**Written problem:**
Reproduce the records from the line containing "Kindly outline every instance of the **cloudy" through the end of the records, inclusive, substituting "point" for "pixel" and leaving everything else unchanged.

====

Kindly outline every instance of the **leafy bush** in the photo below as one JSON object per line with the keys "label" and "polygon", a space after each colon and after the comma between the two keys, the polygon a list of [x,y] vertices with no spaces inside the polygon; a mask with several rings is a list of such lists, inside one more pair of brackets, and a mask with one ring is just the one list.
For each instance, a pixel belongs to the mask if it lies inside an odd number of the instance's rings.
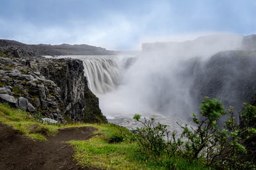
{"label": "leafy bush", "polygon": [[[143,150],[159,155],[182,156],[191,162],[200,159],[206,166],[218,169],[255,169],[256,145],[252,141],[256,139],[256,107],[244,107],[240,115],[243,125],[235,122],[232,107],[227,113],[216,99],[205,97],[200,108],[200,117],[193,114],[196,128],[180,125],[183,132],[177,139],[175,133],[169,139],[166,126],[159,122],[156,125],[154,118],[141,121],[140,115],[135,115],[134,118],[144,125],[138,129],[137,134]],[[217,122],[227,114],[230,117],[221,129]]]}

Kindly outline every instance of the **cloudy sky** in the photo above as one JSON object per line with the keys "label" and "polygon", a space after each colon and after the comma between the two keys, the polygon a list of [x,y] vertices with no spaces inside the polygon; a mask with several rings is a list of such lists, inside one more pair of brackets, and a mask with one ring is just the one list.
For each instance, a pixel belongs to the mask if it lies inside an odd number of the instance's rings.
{"label": "cloudy sky", "polygon": [[149,41],[256,33],[255,0],[1,0],[0,38],[140,50]]}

====

**Exercise answer:**
Kindly outline every instance of the **cloudy sky** in the photo above as one JSON object per line with the keys "label" and "polygon", a space after each colon and after the comma between the two keys, the polygon a list of [x,y] vertices with no spaces inside the polygon; a mask with several rings is a list of such lists, inside one more pair of brackets, and a mask with one ring is just the one list.
For each instance, a point belongs to the mask if it lies inside an odd number of the instance's rings.
{"label": "cloudy sky", "polygon": [[149,41],[256,33],[255,0],[1,0],[0,38],[140,50]]}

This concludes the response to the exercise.